• [Problem]:
An exact copy of every entry below is needed.

• [Stored data]:

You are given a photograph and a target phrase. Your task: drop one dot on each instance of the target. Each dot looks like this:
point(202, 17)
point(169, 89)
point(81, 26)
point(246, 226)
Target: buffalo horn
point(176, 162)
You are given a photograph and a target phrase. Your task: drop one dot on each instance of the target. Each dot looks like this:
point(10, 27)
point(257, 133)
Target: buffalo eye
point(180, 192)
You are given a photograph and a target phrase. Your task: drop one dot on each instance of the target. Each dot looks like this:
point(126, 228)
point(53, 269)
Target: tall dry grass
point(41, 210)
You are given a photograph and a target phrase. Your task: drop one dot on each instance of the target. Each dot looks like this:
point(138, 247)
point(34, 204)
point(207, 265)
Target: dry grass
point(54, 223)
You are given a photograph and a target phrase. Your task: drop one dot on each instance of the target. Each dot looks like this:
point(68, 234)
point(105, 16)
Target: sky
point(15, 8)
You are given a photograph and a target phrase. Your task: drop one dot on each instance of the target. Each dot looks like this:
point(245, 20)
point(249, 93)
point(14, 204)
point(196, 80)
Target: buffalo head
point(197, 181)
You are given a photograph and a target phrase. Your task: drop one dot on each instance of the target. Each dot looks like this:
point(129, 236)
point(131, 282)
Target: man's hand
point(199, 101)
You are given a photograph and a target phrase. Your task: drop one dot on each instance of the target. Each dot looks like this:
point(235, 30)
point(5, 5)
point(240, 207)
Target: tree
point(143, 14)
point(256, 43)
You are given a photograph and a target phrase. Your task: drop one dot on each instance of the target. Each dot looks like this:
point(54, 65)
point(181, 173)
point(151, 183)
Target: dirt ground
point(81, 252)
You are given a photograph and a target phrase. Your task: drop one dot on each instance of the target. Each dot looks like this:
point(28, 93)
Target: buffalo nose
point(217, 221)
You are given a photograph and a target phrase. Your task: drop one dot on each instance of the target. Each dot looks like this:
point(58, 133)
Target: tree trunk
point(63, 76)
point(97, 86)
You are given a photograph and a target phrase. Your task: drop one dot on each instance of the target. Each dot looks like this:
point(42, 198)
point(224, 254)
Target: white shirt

• [Solution to the exercise]:
You are given a photograph and a target phrase. Your task: drop one dot on each instance of the target. Each dot looks like this:
point(202, 17)
point(169, 89)
point(81, 26)
point(246, 226)
Target: buffalo horn
point(176, 162)
You are given a photograph and a target phrase. Your task: drop one dot on each instance of the target. Each dot looks like this:
point(10, 27)
point(257, 133)
Target: buffalo eye
point(180, 192)
You are given a photograph and a target phrase. Your task: drop one dot on each instance of the target. Each dot looks like this:
point(126, 228)
point(53, 269)
Target: tall dry grass
point(41, 210)
You are given a photograph and a target phrase. Your task: drop one dot on each instance of the target. Each dot looks like this:
point(138, 247)
point(34, 204)
point(207, 265)
Target: dry grass
point(54, 223)
You are given a photograph and a target phrase. Your task: drop one dot on each instance of the target. Each dot looks like this:
point(68, 234)
point(105, 16)
Target: sky
point(15, 8)
You are given a photograph and a target phrase. Your task: drop one dot on each instance of the target. Each dot looks like this:
point(245, 20)
point(249, 93)
point(14, 204)
point(196, 80)
Target: buffalo head
point(197, 181)
You are given a photograph and a target phrase. Your task: drop one dot on each instance of the target. Each dot looks like this:
point(129, 236)
point(131, 282)
Target: man's hand
point(199, 101)
You are given a photograph and a target phrase. Your task: drop one dot on each instance of the target. Each dot looks like this:
point(235, 30)
point(5, 5)
point(240, 207)
Target: tree
point(143, 14)
point(256, 43)
You are given a photograph and a target phrase. Your task: drop one dot on each instance of the target. Each dot looks like this:
point(54, 65)
point(181, 173)
point(151, 183)
Target: dirt ground
point(81, 252)
You are given a photograph and a target phrase. Your task: drop one dot on each instance of the target. Each dot looks like this:
point(28, 93)
Target: buffalo nose
point(217, 221)
You are given a photograph and a target phrase. Your task: drop one dot on each instance of the target. Each dot looks like this:
point(58, 133)
Target: tree trunk
point(63, 76)
point(97, 86)
You are given a photograph and a target phrase. Your task: drop one dot on each instance of the target. Each dot looks like this:
point(42, 198)
point(224, 254)
Target: white shirt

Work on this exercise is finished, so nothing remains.